### Record list
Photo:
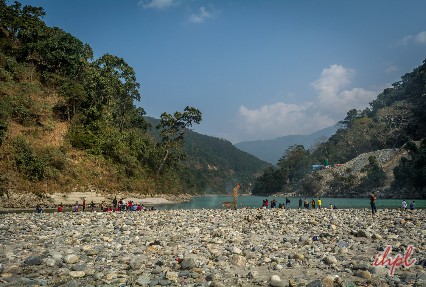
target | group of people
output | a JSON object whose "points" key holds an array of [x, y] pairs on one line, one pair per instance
{"points": [[405, 206], [312, 204], [265, 203], [307, 204]]}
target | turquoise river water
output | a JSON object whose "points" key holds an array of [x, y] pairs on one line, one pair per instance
{"points": [[214, 202]]}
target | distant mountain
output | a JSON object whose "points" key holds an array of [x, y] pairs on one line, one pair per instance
{"points": [[214, 164], [272, 150]]}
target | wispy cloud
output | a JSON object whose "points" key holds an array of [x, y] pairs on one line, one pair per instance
{"points": [[419, 38], [157, 4], [332, 102], [201, 16]]}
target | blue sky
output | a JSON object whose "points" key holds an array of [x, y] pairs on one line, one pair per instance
{"points": [[256, 69]]}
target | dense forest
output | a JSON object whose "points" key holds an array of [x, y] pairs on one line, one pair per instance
{"points": [[395, 119], [70, 122]]}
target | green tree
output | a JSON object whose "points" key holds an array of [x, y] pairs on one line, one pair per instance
{"points": [[172, 129], [411, 171]]}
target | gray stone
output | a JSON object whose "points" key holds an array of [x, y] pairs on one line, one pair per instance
{"points": [[187, 264], [33, 260]]}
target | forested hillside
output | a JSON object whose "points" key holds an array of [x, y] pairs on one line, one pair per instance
{"points": [[69, 122], [395, 120]]}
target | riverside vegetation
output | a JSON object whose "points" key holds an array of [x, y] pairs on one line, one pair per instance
{"points": [[393, 124], [68, 123]]}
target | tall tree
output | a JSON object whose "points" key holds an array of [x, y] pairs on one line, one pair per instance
{"points": [[173, 128]]}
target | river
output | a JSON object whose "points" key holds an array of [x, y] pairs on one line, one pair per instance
{"points": [[213, 202]]}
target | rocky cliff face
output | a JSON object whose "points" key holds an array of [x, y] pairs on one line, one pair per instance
{"points": [[339, 181]]}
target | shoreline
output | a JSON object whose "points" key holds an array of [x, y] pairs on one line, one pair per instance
{"points": [[246, 247]]}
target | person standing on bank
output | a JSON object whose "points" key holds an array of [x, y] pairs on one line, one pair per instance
{"points": [[404, 205], [373, 204]]}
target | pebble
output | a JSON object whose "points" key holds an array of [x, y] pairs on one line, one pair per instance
{"points": [[210, 248]]}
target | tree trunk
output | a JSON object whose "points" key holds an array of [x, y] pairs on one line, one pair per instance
{"points": [[163, 162]]}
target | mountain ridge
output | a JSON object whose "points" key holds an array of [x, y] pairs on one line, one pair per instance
{"points": [[272, 150]]}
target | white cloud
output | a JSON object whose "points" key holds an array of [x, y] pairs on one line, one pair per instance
{"points": [[332, 98], [201, 16], [157, 4], [420, 38], [330, 105], [392, 69]]}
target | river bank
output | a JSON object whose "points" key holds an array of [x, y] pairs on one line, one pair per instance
{"points": [[28, 201], [246, 247]]}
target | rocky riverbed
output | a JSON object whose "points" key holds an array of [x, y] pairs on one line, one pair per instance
{"points": [[247, 247]]}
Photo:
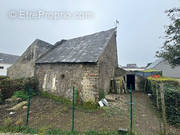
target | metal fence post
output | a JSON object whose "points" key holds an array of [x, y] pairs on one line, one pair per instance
{"points": [[28, 108], [73, 110], [131, 109]]}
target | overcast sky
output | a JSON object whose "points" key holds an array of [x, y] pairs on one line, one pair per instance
{"points": [[141, 24]]}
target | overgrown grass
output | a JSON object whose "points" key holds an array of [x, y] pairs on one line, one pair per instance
{"points": [[46, 131], [163, 79], [86, 106]]}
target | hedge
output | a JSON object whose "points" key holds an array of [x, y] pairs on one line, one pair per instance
{"points": [[171, 95], [9, 86]]}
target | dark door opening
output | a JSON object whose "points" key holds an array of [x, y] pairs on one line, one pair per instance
{"points": [[131, 81]]}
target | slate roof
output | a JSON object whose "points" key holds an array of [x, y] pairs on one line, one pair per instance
{"points": [[84, 49], [8, 58], [155, 63]]}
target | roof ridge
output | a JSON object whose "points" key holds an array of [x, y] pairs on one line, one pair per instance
{"points": [[86, 48]]}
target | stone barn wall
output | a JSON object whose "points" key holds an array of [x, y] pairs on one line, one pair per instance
{"points": [[25, 65], [59, 79], [108, 62]]}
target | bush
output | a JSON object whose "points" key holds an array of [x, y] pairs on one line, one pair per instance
{"points": [[3, 77], [9, 86], [1, 99], [171, 96], [8, 122]]}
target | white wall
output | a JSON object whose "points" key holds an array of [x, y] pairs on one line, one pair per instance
{"points": [[3, 71]]}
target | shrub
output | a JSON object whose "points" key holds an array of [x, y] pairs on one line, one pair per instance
{"points": [[3, 77], [8, 122], [171, 96], [9, 86], [101, 94], [24, 94], [19, 122], [1, 99]]}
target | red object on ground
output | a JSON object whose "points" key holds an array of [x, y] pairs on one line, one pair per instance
{"points": [[156, 76]]}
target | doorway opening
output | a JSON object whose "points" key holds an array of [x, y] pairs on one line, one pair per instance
{"points": [[131, 81]]}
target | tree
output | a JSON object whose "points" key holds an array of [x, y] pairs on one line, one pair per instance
{"points": [[171, 48]]}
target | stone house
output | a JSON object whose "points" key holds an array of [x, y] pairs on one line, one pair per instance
{"points": [[6, 60], [25, 65], [88, 63]]}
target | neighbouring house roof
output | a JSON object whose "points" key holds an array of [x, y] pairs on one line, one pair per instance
{"points": [[8, 58], [155, 63], [78, 50]]}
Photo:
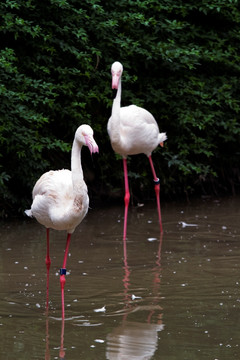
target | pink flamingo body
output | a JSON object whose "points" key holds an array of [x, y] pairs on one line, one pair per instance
{"points": [[133, 130], [60, 198]]}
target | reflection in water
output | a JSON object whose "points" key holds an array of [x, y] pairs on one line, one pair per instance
{"points": [[132, 339], [61, 350]]}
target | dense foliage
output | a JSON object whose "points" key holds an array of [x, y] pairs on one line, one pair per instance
{"points": [[181, 62]]}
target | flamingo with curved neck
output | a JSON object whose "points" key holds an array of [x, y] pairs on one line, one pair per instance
{"points": [[60, 198]]}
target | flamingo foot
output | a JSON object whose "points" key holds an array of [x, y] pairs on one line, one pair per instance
{"points": [[48, 262], [157, 192], [62, 283]]}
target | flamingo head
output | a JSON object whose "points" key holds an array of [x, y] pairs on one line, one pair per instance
{"points": [[116, 70], [84, 135]]}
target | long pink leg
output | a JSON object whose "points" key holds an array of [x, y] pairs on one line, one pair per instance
{"points": [[157, 192], [48, 264], [63, 273], [126, 197]]}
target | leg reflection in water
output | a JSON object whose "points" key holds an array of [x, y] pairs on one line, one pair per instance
{"points": [[134, 339]]}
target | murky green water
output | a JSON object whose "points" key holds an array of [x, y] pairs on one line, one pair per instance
{"points": [[175, 297]]}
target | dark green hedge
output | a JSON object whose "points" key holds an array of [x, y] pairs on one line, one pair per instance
{"points": [[181, 62]]}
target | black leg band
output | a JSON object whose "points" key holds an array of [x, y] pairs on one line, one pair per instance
{"points": [[63, 271]]}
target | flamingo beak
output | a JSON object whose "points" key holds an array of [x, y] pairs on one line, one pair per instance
{"points": [[91, 144], [115, 81]]}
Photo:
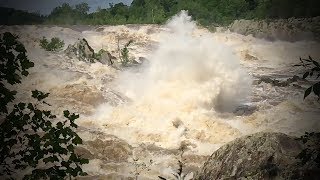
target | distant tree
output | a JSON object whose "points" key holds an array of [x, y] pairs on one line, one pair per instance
{"points": [[313, 70], [30, 138], [82, 8]]}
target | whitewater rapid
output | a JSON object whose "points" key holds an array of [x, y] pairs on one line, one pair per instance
{"points": [[182, 100]]}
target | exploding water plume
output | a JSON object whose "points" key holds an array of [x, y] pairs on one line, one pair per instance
{"points": [[187, 69]]}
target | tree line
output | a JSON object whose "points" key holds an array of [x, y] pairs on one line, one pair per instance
{"points": [[206, 12]]}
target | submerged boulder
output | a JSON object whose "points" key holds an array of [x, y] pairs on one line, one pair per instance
{"points": [[84, 52], [257, 156]]}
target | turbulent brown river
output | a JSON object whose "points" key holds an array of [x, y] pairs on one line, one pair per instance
{"points": [[196, 91]]}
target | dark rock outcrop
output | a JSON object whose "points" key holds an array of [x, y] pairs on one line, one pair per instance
{"points": [[257, 156], [84, 52]]}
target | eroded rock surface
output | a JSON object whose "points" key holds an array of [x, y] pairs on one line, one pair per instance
{"points": [[257, 156]]}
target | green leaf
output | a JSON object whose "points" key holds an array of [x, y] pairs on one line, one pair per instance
{"points": [[305, 75], [316, 89]]}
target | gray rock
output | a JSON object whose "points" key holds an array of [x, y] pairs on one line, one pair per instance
{"points": [[106, 58], [82, 51], [257, 156]]}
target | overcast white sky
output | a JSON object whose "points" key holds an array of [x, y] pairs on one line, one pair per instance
{"points": [[46, 6]]}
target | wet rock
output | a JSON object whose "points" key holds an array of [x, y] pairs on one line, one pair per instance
{"points": [[106, 58], [257, 156], [244, 110], [111, 150], [111, 176], [275, 82], [82, 50]]}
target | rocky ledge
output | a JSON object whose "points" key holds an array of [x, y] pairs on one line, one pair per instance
{"points": [[259, 156]]}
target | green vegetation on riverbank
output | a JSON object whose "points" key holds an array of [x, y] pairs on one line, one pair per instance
{"points": [[206, 12]]}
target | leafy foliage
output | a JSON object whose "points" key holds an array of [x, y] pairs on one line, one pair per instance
{"points": [[54, 45], [206, 12], [29, 138], [14, 64], [313, 69]]}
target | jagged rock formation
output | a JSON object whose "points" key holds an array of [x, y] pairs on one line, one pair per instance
{"points": [[291, 29], [258, 156], [84, 52], [275, 82]]}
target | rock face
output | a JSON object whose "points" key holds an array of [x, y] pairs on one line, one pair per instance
{"points": [[257, 156], [84, 52], [81, 50], [291, 29]]}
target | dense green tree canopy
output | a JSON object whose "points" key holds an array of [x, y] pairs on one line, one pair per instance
{"points": [[206, 12]]}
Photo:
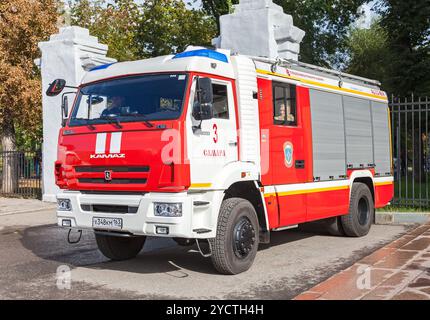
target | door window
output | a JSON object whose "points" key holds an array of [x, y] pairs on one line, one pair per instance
{"points": [[284, 100]]}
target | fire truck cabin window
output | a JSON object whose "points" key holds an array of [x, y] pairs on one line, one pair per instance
{"points": [[220, 102], [284, 99]]}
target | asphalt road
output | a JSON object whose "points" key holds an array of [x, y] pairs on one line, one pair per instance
{"points": [[31, 251]]}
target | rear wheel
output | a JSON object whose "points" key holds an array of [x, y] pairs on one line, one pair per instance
{"points": [[236, 243], [119, 248], [361, 211], [334, 226]]}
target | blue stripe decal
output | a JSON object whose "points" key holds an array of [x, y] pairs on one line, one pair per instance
{"points": [[203, 53], [101, 67]]}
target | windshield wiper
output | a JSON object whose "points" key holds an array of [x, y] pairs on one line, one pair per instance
{"points": [[87, 123], [112, 119], [142, 117]]}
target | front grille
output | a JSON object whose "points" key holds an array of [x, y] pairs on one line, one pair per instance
{"points": [[108, 208], [113, 181], [113, 169]]}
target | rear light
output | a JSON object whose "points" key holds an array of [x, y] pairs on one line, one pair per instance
{"points": [[64, 205]]}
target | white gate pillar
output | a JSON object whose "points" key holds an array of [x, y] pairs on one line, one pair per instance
{"points": [[67, 55]]}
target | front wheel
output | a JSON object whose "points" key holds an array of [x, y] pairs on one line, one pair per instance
{"points": [[236, 243], [119, 248], [361, 211]]}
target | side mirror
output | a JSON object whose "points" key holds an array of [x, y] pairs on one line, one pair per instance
{"points": [[203, 109], [56, 87]]}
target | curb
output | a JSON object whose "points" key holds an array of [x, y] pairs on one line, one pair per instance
{"points": [[402, 217]]}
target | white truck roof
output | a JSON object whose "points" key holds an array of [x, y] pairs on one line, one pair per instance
{"points": [[219, 62], [203, 60]]}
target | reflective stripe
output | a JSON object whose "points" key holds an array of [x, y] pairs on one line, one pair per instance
{"points": [[115, 142], [323, 85], [200, 185], [101, 143]]}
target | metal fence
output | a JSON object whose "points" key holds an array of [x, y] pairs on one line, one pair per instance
{"points": [[21, 174], [411, 151]]}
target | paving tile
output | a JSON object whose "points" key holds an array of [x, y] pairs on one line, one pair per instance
{"points": [[410, 295], [396, 260], [425, 290], [418, 244], [346, 286], [379, 293], [308, 296], [400, 242], [397, 279], [420, 282], [378, 255]]}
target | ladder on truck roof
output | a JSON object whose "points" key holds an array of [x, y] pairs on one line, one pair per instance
{"points": [[291, 63]]}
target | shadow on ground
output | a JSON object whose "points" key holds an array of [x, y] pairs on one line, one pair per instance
{"points": [[159, 255]]}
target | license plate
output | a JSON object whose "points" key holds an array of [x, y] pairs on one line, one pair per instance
{"points": [[107, 223]]}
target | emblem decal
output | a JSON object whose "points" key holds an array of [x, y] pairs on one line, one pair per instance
{"points": [[108, 175], [288, 154]]}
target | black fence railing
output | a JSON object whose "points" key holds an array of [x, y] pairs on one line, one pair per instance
{"points": [[21, 174], [411, 151]]}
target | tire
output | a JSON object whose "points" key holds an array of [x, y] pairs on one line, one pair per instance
{"points": [[119, 248], [184, 242], [361, 211], [236, 243]]}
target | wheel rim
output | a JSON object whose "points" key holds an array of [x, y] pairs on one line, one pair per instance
{"points": [[243, 238], [363, 211]]}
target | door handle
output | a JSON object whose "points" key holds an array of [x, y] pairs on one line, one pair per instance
{"points": [[300, 164]]}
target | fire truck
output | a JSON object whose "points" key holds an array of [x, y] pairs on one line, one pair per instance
{"points": [[220, 150]]}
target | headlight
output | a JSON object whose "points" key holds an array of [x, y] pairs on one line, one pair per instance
{"points": [[64, 205], [162, 209]]}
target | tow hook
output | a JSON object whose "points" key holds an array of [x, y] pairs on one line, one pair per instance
{"points": [[75, 241], [207, 254]]}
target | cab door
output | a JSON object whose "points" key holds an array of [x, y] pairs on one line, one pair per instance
{"points": [[212, 144], [289, 160]]}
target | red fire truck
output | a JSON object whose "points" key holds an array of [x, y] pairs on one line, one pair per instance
{"points": [[220, 149]]}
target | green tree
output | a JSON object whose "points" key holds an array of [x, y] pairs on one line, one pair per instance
{"points": [[22, 25], [326, 23], [167, 26], [217, 8], [369, 54], [407, 24], [113, 22]]}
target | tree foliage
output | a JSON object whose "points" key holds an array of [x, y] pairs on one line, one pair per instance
{"points": [[114, 23], [368, 52], [326, 23], [395, 50], [23, 24], [407, 24], [217, 8]]}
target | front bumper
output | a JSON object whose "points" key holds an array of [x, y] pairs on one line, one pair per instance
{"points": [[198, 220]]}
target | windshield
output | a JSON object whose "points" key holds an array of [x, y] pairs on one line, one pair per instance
{"points": [[150, 97]]}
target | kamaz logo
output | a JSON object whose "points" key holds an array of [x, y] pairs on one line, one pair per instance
{"points": [[108, 156], [114, 146]]}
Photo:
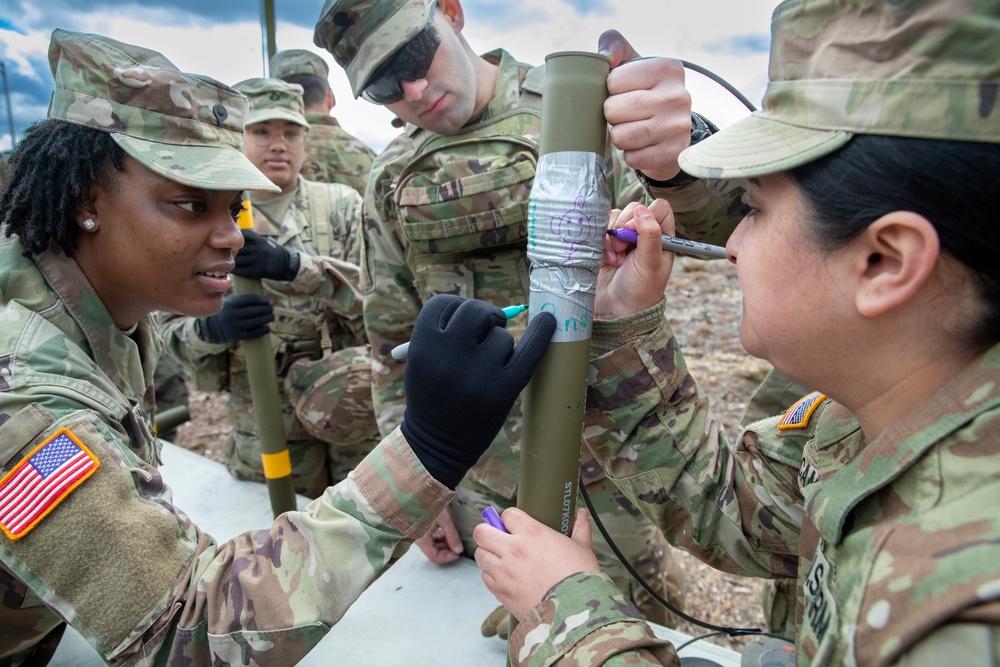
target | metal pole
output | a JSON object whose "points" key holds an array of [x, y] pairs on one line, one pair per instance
{"points": [[266, 399], [567, 214], [267, 29], [10, 114]]}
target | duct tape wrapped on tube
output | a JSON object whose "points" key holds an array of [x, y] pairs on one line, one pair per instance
{"points": [[567, 217]]}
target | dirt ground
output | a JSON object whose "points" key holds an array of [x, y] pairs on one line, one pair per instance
{"points": [[704, 307]]}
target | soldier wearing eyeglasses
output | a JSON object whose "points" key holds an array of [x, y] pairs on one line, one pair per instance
{"points": [[446, 212], [305, 247]]}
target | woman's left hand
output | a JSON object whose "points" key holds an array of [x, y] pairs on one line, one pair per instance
{"points": [[520, 567], [634, 277]]}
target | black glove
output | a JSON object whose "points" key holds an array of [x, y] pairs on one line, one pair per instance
{"points": [[243, 317], [462, 376], [262, 257]]}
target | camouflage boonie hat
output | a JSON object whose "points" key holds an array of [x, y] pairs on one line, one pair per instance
{"points": [[363, 34], [904, 68], [273, 99], [297, 61], [185, 127]]}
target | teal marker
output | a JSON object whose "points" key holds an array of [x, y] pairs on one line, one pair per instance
{"points": [[399, 352]]}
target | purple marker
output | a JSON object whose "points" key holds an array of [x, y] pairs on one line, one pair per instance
{"points": [[491, 517], [683, 246]]}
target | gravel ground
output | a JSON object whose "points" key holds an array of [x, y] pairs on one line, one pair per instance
{"points": [[704, 307]]}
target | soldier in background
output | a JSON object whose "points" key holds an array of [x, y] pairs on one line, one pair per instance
{"points": [[867, 265], [333, 155], [118, 207], [446, 212], [305, 248]]}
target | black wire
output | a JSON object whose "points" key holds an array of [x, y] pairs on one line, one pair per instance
{"points": [[732, 632], [716, 629], [722, 82]]}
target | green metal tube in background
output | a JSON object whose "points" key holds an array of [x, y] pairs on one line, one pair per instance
{"points": [[266, 400], [573, 123]]}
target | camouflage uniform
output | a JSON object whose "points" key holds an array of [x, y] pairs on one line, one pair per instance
{"points": [[112, 556], [449, 217], [887, 539], [892, 542], [333, 155], [323, 292]]}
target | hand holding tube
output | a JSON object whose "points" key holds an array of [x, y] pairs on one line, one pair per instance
{"points": [[261, 257], [463, 373]]}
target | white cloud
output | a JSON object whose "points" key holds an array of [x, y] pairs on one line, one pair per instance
{"points": [[530, 30]]}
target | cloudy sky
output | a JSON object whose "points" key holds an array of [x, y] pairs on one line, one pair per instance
{"points": [[223, 39]]}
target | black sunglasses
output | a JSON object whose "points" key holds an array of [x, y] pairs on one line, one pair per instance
{"points": [[409, 63]]}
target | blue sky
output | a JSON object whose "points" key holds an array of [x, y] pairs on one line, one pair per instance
{"points": [[223, 39]]}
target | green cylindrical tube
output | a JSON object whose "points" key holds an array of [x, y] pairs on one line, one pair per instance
{"points": [[568, 212], [576, 85], [266, 401]]}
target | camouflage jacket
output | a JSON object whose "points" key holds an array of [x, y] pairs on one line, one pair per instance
{"points": [[333, 155], [325, 290], [449, 215], [112, 556], [893, 542]]}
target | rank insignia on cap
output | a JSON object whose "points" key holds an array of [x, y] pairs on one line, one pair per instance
{"points": [[798, 415], [42, 480]]}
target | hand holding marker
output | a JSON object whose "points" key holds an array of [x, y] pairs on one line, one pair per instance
{"points": [[683, 246], [399, 352]]}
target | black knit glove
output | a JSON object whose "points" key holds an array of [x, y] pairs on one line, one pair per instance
{"points": [[462, 376], [243, 317], [262, 257]]}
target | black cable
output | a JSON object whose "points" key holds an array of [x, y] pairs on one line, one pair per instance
{"points": [[716, 629], [732, 632], [722, 82]]}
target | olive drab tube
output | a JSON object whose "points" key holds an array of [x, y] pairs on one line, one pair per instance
{"points": [[266, 399], [567, 215]]}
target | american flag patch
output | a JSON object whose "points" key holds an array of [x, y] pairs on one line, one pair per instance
{"points": [[42, 480], [798, 415]]}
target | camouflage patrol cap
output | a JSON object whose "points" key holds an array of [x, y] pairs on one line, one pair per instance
{"points": [[362, 34], [297, 61], [273, 99], [904, 68], [185, 127]]}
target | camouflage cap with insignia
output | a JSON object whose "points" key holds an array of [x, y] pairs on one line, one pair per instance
{"points": [[362, 34], [297, 61], [273, 99], [185, 127], [903, 68]]}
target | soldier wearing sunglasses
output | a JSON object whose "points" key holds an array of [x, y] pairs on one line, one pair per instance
{"points": [[446, 213]]}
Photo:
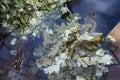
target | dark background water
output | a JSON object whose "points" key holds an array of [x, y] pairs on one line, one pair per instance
{"points": [[107, 16], [107, 12]]}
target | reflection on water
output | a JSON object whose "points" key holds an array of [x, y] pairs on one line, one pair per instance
{"points": [[103, 23]]}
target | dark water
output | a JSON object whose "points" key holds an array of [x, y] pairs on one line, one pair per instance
{"points": [[107, 16]]}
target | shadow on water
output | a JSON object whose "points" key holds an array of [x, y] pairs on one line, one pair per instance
{"points": [[105, 23]]}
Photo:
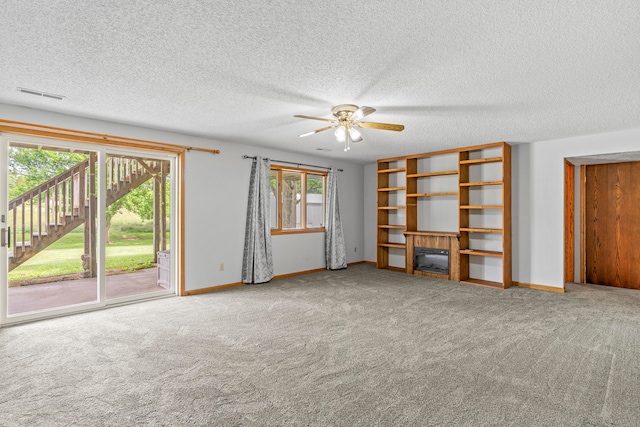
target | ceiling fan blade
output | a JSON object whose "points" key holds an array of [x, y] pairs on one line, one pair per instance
{"points": [[383, 126], [315, 118], [317, 131], [362, 112]]}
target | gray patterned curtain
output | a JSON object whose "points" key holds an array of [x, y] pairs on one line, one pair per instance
{"points": [[257, 263], [335, 250]]}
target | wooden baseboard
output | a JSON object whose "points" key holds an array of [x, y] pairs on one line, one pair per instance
{"points": [[280, 276], [538, 287]]}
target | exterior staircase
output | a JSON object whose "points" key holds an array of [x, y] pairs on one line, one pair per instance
{"points": [[44, 214]]}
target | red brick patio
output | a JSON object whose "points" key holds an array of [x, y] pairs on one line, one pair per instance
{"points": [[24, 299]]}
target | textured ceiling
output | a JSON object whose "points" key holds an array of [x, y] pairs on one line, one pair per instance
{"points": [[455, 73]]}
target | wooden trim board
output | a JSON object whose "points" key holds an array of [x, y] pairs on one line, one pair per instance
{"points": [[538, 287], [280, 276]]}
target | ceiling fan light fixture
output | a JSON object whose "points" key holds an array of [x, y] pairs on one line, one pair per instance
{"points": [[355, 135]]}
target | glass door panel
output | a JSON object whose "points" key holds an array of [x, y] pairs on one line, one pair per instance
{"points": [[50, 227], [137, 226]]}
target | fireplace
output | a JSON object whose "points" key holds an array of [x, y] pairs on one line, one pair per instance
{"points": [[431, 260]]}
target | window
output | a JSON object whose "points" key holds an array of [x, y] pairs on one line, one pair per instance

### Aim of the exercise
Extract every line from the one containing "target | exterior staircase" through the last line of the data, inclusive, exactly as written.

### Task answer
target | exterior staircase
output | a JSON object whose "points" key holds an array of [x, y] pairs on one line, one pair per instance
{"points": [[44, 214]]}
target | red brick patio
output | a JSON object whose "points" key holds an array of [x, y] pairs on one line, one pair per instance
{"points": [[24, 299]]}
target | textured ceiling
output | a JSON object whose "points" key holds an array of [x, y] pairs on one line, one pair per instance
{"points": [[455, 73]]}
target | wooden trim board
output | a JSON object whose "points" key holds an array of [x, y] pairs on one line, one pair per instance
{"points": [[538, 287], [280, 276]]}
target | ceiling fan light fixture
output | a JSON object whose "points" key holds an array of [x, y] pairs on one line, one pair per instance
{"points": [[355, 135]]}
target | glass door panel
output | a JSON object whose "points" key holds an array of [x, y] pairs on one line, one pair per instance
{"points": [[50, 227], [137, 226]]}
target | fireplace
output | a JSON object whose "points" key holds an array of [x, y] pairs on one line, one pair per instance
{"points": [[431, 260]]}
target | window
output | a JSON object whose "points" key holds an array of [x, y] pairs on one line, one pair per instance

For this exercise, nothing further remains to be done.